EXTRACTED TEXT —
###

Can Anybody tell me why the expectation value of the Index of Coincidence is the following?
For a cipher text string of length $L$, where $n$ is the number of alphabet characters, $k_r = 1/n$, and $k_p = \sum_{i=1}^n p_i^2$
$$ E(IC) = \frac{1}{t}*\frac{L - t}{L - 1}*k_p + \frac{t - 1}{t}*\frac{L}{L - 1}*k_r$$
I forgot to state that $t$ is the period of the poly alphabetic cipher used to encipher the message.
Expected Index of Coincidence usually refers to a language's expected index of coincidence (1.73 for English, or 0.067 if you're not normalising).
The formula in question is usually used to determine the length of the key ($t$) given the (measured) $IC$ of received cipher-text. $IC$ is the probability that two randomly-selected letters from the cipher text are identical.
Let $X=\{ x_1,x_2,x_3,...x_L\}$ be the cipher-text. If we think the the poly-alphabetic cipher has period $t$, then we would expect each of the following:
\begin{eqnarray} & X_1 =\{x_1, x_{t+1},x_{2t+1},...\}\\ & X_2 =\{x_2, x_{t+2},x_{2t+2},...\}\\ & \vdots \\ &X_t =\{x_t, x_{2t},x_{3t},...\} \end{eqnarray}
to exhibit the same index as the plaintext ($\kappa_p$). So we can reconstruct $IC(X)$ as follows. Pick two letters at random, we want the probability that they match.
The probability that they are in the same $X_i$ is:
$$ \frac{tC(\frac{L}{t},2)}{C(L,2)} = \frac{L*(\frac{L}{t}-1)}{L(L-1)} $$
The probability they are in different $X_i$s is: $$ \frac{C(t,2)*\frac{L}{t}*\frac{L}{t}}{C(L,2)} = \frac{t(t-1)*\frac{L}{t}*\frac{L}{t}}{L(L-1)} $$
So the probability of two random letters matching is approximately
\begin{eqnarray} IC(X) & \approx \frac{L*(\frac{L}{t}-1)}{L(L-1)}\kappa_p + \frac{t(t-1)*\frac{L}{t}*\frac{L}{t}}{L(L-1)}\kappa_r\\ & = \frac{(L-t)}{t(L-1)}\kappa_p + \frac{(t-1)*L}{t(L-1)}\kappa_r \end{eqnarray}

###

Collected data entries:
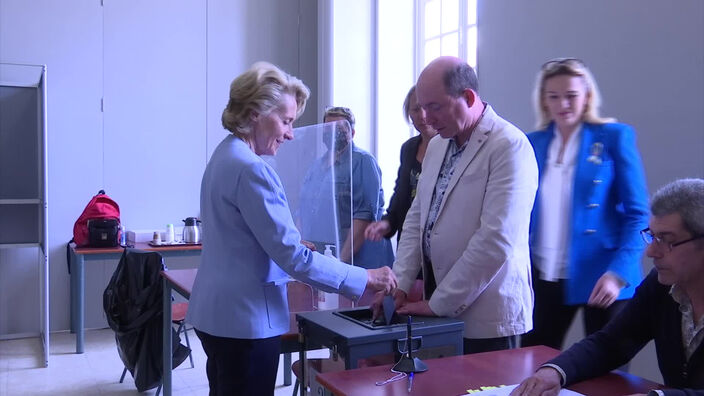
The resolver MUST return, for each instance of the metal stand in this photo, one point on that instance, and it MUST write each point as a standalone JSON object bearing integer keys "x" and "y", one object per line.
{"x": 408, "y": 363}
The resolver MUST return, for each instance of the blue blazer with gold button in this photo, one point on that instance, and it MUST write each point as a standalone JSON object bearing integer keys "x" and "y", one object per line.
{"x": 609, "y": 207}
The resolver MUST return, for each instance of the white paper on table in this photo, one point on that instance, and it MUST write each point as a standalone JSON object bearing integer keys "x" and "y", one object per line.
{"x": 505, "y": 390}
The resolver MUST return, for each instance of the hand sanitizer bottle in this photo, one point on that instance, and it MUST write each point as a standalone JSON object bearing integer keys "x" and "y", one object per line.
{"x": 328, "y": 301}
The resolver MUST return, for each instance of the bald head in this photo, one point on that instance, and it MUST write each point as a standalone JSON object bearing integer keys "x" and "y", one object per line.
{"x": 452, "y": 73}
{"x": 447, "y": 91}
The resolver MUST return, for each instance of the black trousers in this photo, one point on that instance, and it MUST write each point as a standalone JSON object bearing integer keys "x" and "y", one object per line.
{"x": 552, "y": 317}
{"x": 241, "y": 366}
{"x": 477, "y": 345}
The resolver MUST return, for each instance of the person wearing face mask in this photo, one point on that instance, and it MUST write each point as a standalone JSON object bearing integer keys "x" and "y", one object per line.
{"x": 412, "y": 153}
{"x": 367, "y": 201}
{"x": 589, "y": 209}
{"x": 239, "y": 304}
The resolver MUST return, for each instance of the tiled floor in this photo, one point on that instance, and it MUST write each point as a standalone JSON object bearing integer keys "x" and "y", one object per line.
{"x": 96, "y": 372}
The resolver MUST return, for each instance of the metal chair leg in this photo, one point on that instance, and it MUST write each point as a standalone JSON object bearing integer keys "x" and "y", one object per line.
{"x": 182, "y": 329}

###

EXERCISE REQUIREMENTS —
[1] In the opening question of the index of coincidence thread, including its added follow-up line, list each symbol the asker defines and what it stands for.
[2] Retype the lines of the records word for word, starting at the line that contains "The resolver MUST return, for each instance of the person" and ending at the last line of the records.
The thread and the records are unrelated and stand on their own.

RESULTS IN ORDER —
[1]
- $L$: the length of the cipher text string
- $n$: the number of alphabet characters
- $k_r$: equal to $1/n$
- $k_p$: equal to $\sum_{i=1}^n p_i^2$
- $t$: the period of the polyalphabetic cipher used to encipher the message

[2]
The resolver MUST return, for each instance of the person wearing face mask in this photo, one point on that instance, and it MUST write each point as a standalone JSON object bearing integer keys "x" and "y", one object per line.
{"x": 412, "y": 153}
{"x": 367, "y": 201}
{"x": 589, "y": 209}
{"x": 239, "y": 304}
The resolver MUST return, for each instance of the tiled floor in this photo, one point on that instance, and it MUST write each point as a standalone JSON object bearing integer keys "x" and "y", one object per line.
{"x": 96, "y": 372}
The resolver MUST return, for each instance of the metal chair leg in this photo, one point on that instance, and it MUST write each point as a standalone JSON object bearing integer keys "x" and "y", one object per line.
{"x": 182, "y": 329}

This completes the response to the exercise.